• **DIRECTIVE**: Write out everything from the start of the rows down to the line containing "xmin=212 ymin=108 xmax=360 ymax=232", with "object detector" replaced by "box finder" and nothing else changed. Leave the pictures out.
*** MATERIAL
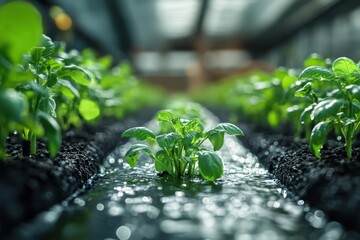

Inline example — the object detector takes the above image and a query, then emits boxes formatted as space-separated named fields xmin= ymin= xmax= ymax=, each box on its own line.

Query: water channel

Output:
xmin=13 ymin=110 xmax=347 ymax=240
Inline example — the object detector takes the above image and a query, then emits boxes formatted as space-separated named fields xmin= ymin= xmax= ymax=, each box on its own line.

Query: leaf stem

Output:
xmin=0 ymin=127 xmax=7 ymax=159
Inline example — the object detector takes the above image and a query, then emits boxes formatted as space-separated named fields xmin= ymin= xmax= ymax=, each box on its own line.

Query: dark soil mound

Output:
xmin=0 ymin=109 xmax=155 ymax=236
xmin=212 ymin=108 xmax=360 ymax=232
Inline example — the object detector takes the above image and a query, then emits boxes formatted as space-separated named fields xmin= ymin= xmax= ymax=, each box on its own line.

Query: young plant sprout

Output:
xmin=296 ymin=57 xmax=360 ymax=159
xmin=122 ymin=110 xmax=244 ymax=181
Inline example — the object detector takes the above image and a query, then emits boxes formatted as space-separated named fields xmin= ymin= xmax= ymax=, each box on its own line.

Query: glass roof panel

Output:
xmin=155 ymin=0 xmax=201 ymax=38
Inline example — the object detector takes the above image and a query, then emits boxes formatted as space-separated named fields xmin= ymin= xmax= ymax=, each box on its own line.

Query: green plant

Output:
xmin=296 ymin=57 xmax=360 ymax=159
xmin=0 ymin=2 xmax=42 ymax=159
xmin=122 ymin=110 xmax=244 ymax=181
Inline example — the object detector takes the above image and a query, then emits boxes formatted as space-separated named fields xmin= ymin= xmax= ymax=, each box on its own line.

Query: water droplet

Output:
xmin=109 ymin=157 xmax=115 ymax=164
xmin=175 ymin=191 xmax=185 ymax=197
xmin=96 ymin=203 xmax=105 ymax=212
xmin=74 ymin=198 xmax=85 ymax=207
xmin=298 ymin=200 xmax=305 ymax=206
xmin=108 ymin=206 xmax=124 ymax=217
xmin=116 ymin=226 xmax=131 ymax=240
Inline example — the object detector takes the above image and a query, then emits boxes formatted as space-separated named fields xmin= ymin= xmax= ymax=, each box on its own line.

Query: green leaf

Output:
xmin=208 ymin=132 xmax=224 ymax=151
xmin=155 ymin=149 xmax=174 ymax=174
xmin=345 ymin=84 xmax=360 ymax=100
xmin=310 ymin=99 xmax=346 ymax=122
xmin=79 ymin=99 xmax=100 ymax=121
xmin=156 ymin=110 xmax=176 ymax=122
xmin=39 ymin=97 xmax=56 ymax=117
xmin=41 ymin=34 xmax=55 ymax=57
xmin=31 ymin=47 xmax=45 ymax=63
xmin=44 ymin=58 xmax=64 ymax=71
xmin=310 ymin=121 xmax=333 ymax=158
xmin=0 ymin=89 xmax=28 ymax=122
xmin=205 ymin=123 xmax=244 ymax=136
xmin=198 ymin=151 xmax=224 ymax=181
xmin=125 ymin=144 xmax=152 ymax=167
xmin=156 ymin=132 xmax=181 ymax=149
xmin=267 ymin=110 xmax=281 ymax=127
xmin=0 ymin=1 xmax=43 ymax=63
xmin=58 ymin=65 xmax=91 ymax=87
xmin=46 ymin=73 xmax=57 ymax=88
xmin=304 ymin=54 xmax=326 ymax=68
xmin=300 ymin=103 xmax=316 ymax=124
xmin=295 ymin=82 xmax=312 ymax=97
xmin=182 ymin=131 xmax=200 ymax=148
xmin=185 ymin=118 xmax=200 ymax=133
xmin=38 ymin=112 xmax=61 ymax=158
xmin=57 ymin=79 xmax=80 ymax=99
xmin=332 ymin=57 xmax=359 ymax=76
xmin=299 ymin=66 xmax=335 ymax=80
xmin=19 ymin=81 xmax=49 ymax=97
xmin=281 ymin=75 xmax=297 ymax=89
xmin=121 ymin=127 xmax=155 ymax=141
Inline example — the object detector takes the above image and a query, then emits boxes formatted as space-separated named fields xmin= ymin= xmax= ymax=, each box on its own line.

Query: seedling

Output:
xmin=122 ymin=110 xmax=244 ymax=181
xmin=297 ymin=57 xmax=360 ymax=159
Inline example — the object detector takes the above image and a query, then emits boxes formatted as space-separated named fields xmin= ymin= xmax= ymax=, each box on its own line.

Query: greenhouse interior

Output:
xmin=0 ymin=0 xmax=360 ymax=240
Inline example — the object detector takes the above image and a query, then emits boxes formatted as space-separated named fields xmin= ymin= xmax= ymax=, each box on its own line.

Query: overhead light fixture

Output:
xmin=49 ymin=6 xmax=73 ymax=31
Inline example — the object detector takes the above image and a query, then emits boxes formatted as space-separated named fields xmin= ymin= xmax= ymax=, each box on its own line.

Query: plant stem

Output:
xmin=345 ymin=124 xmax=354 ymax=160
xmin=30 ymin=132 xmax=36 ymax=155
xmin=0 ymin=128 xmax=7 ymax=159
xmin=22 ymin=139 xmax=30 ymax=157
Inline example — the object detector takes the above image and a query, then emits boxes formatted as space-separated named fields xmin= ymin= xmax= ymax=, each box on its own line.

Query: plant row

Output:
xmin=195 ymin=54 xmax=360 ymax=159
xmin=0 ymin=2 xmax=160 ymax=159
******
• **ANSWER TO THIS PROBLEM**:
Inline example — the box finder takes the above image and a query, then emits boxes formatted as space-separated named fields xmin= ymin= xmax= ymax=, each box on its own line.

Query: water channel

Output:
xmin=13 ymin=110 xmax=347 ymax=240
Inline example — the box finder takes the above image and a query, then emits boxes formatted as space-separated named fields xmin= ymin= xmax= ymax=, each box on its own line.

Query: leaf stem

Output:
xmin=0 ymin=127 xmax=7 ymax=159
Inline example — the box finder takes the above image and a query, then emits boxes formatted as space-separated named fields xmin= ymin= xmax= ymax=, each box on its own line.

Query: dark soil mound

Output:
xmin=0 ymin=109 xmax=155 ymax=236
xmin=212 ymin=108 xmax=360 ymax=232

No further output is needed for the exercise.